╔══

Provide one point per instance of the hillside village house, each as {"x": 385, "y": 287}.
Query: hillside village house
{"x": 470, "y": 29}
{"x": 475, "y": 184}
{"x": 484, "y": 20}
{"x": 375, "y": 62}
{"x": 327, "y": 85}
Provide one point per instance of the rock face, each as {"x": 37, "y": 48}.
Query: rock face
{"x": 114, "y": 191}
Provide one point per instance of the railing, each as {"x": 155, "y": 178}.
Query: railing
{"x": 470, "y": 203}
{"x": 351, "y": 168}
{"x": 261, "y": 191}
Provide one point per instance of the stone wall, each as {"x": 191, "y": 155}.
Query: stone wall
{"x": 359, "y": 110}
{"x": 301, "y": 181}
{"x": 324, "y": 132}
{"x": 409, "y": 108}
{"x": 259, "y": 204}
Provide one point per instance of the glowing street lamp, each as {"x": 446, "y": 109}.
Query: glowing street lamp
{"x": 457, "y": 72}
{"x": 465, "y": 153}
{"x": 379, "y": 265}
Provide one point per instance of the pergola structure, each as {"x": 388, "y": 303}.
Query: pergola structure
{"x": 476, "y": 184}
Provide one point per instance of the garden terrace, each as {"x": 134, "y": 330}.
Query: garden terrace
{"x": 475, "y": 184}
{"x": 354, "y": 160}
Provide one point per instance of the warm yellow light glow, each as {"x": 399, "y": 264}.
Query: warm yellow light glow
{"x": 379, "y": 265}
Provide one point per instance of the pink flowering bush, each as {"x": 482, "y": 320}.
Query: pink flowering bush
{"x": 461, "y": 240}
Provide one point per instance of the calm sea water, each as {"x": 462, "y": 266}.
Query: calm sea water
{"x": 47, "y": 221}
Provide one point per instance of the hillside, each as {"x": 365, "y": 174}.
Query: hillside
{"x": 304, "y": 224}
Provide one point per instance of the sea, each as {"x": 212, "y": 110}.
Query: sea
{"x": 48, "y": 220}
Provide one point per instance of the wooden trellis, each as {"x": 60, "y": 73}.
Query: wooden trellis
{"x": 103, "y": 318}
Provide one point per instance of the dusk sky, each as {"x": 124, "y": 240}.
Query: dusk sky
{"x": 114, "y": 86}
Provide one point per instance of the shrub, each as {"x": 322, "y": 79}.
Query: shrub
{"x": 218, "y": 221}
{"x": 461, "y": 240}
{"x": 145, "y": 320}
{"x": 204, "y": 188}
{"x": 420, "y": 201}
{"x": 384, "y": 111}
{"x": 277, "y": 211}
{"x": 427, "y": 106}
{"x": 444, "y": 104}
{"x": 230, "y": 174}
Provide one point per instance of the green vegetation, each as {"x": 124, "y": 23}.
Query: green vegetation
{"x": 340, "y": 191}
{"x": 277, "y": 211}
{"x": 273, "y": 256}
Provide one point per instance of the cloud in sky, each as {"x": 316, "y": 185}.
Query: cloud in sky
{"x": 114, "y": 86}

╚══

Exercise prompt:
Would you retype the whole listing, exactly as it reads?

Exercise solution:
Provide one point per instance of the hillside village house, each as {"x": 385, "y": 287}.
Query: hillside village house
{"x": 470, "y": 29}
{"x": 475, "y": 184}
{"x": 484, "y": 20}
{"x": 375, "y": 62}
{"x": 327, "y": 85}
Provide one point per instance of the rock face, each as {"x": 37, "y": 48}.
Query: rock face
{"x": 114, "y": 191}
Provide one point per instance of the railing, each as {"x": 155, "y": 178}.
Query: railing
{"x": 470, "y": 203}
{"x": 351, "y": 168}
{"x": 261, "y": 191}
Provide one point per instance of the stone wall, each as {"x": 191, "y": 155}.
Query: stone wall
{"x": 359, "y": 110}
{"x": 301, "y": 181}
{"x": 324, "y": 132}
{"x": 409, "y": 108}
{"x": 259, "y": 204}
Provide one point per instance of the glowing street lamp, each as {"x": 446, "y": 109}.
Query: glowing street lamp
{"x": 457, "y": 72}
{"x": 465, "y": 153}
{"x": 379, "y": 265}
Provide one point per instance of the pergola structure, each as {"x": 388, "y": 303}.
Query: pergola structure
{"x": 476, "y": 184}
Provide one point per instance of the garden terrace, each as {"x": 134, "y": 330}.
Query: garden terrace
{"x": 475, "y": 184}
{"x": 354, "y": 160}
Provide one point per instance of the warm yellow light glow, each as {"x": 399, "y": 264}.
Query: warm yellow light glow
{"x": 379, "y": 265}
Provide one point per instance of the pink flowering bush, each as {"x": 482, "y": 320}.
Query: pink flowering bush
{"x": 461, "y": 240}
Provide one point per instance of the calm sea water, each as {"x": 462, "y": 266}.
Query: calm sea water
{"x": 47, "y": 221}
Provide one point per instance of the hillside, each as {"x": 365, "y": 174}.
Query: hillside
{"x": 304, "y": 224}
Provide one point per instance of the sea, each as {"x": 212, "y": 110}.
Query: sea
{"x": 48, "y": 220}
Provide one point per instance of the wooden trellis, each as {"x": 60, "y": 73}.
Query: wooden trellis
{"x": 103, "y": 318}
Provide one point per instance of the dusk sky, each as {"x": 124, "y": 240}.
Query: dusk sky
{"x": 114, "y": 86}
Provide one point per instance of the shrub, each as {"x": 322, "y": 79}.
Query: shrub
{"x": 218, "y": 221}
{"x": 461, "y": 240}
{"x": 145, "y": 320}
{"x": 204, "y": 188}
{"x": 420, "y": 201}
{"x": 384, "y": 111}
{"x": 277, "y": 211}
{"x": 427, "y": 106}
{"x": 444, "y": 104}
{"x": 230, "y": 174}
Provide one point per instance of the green vegetation, each as {"x": 124, "y": 23}.
Query: green vegetation
{"x": 340, "y": 191}
{"x": 277, "y": 211}
{"x": 273, "y": 256}
Provide one point per instance of the cloud in sky, each as {"x": 316, "y": 185}.
Query: cloud in sky
{"x": 114, "y": 86}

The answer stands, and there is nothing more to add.